* _Trecho do documento_:
--
O conceito de políticas públicas pode possuir dois sentidos diferentes. No aspecto


político, se caracteriza como um processo de decisão, em que há naturalmente conflitos
de interesses. Em outras palavras, é no aspecto político que um governo decide o que
fazer ou não fazer. O segundo sentido se dá do ponto de vista administrativo: as políticas
públicas são um conjunto de projetos, programas e atividades colocadas em prática pelo
governo.

Uma política pública pode se caracterizar como uma política de Estado ou


uma política de governo. Vale a pena entender essa diferença: uma política
de Estado é toda política amparada pela constituição, de maneira que
independente do governo e do governante deve ser realizada. Já uma política
de governo pode depender da alternância de poder, uma vez que cada
governo tem seus projetos que se materializam por meio das políticas
públicas (ANDRADE, 2016).

Sendo assim,

as políticas públicas de saúde correspondem a todas as ações que regulam e


organizam as funções públicas para promoção, proteção e recuperação da
saúde dos indivíduos e da coletividade, direcionadas à melhoria das condições
de saúde da população e dos ambientes natural, social e do trabalho.
--
* _Dados_:
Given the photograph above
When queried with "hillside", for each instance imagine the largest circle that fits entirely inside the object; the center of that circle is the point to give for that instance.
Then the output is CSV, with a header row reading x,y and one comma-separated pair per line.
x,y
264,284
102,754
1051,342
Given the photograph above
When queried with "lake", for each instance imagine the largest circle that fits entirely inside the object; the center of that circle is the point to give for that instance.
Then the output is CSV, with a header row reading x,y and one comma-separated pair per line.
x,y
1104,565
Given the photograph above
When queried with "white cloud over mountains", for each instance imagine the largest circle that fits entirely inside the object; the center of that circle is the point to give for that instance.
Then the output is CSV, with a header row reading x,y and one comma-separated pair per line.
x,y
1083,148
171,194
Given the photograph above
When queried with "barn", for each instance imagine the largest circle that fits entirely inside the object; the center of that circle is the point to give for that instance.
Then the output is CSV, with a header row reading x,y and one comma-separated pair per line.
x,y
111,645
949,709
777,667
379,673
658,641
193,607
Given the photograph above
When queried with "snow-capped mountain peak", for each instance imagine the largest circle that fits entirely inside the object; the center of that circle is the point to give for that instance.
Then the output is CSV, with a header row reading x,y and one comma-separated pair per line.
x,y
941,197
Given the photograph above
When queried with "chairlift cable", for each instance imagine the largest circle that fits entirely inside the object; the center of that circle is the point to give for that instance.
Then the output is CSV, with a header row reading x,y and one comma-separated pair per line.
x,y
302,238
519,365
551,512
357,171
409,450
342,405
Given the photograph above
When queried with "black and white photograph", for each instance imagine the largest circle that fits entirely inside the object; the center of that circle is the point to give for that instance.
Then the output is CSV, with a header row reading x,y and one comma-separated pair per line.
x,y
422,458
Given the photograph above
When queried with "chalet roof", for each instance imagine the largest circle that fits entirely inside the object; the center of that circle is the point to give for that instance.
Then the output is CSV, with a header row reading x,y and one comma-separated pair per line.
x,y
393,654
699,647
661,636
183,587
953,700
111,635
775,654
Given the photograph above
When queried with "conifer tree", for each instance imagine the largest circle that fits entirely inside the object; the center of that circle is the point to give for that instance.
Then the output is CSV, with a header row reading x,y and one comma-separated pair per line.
--
* _Tarefa 1_:
Transcreva literalmente a parte do trecho sobre políticas públicas entre "as políticas públicas" e "e do trabalho.", incluindo ambos.
* _Tarefa 2_:
Segundo o trecho sobre políticas públicas, o que caracteriza uma política de Estado?

* _Resposta 1_:
as políticas públicas de saúde correspondem a todas as ações que regulam e


organizam as funções públicas para promoção, proteção e recuperação da
saúde dos indivíduos e da coletividade, direcionadas à melhoria das condições
de saúde da população e dos ambientes natural, social e do trabalho.

* _Resposta 2_:
Ela é amparada pela constituição e deve ser realizada independentemente do governo e do governante.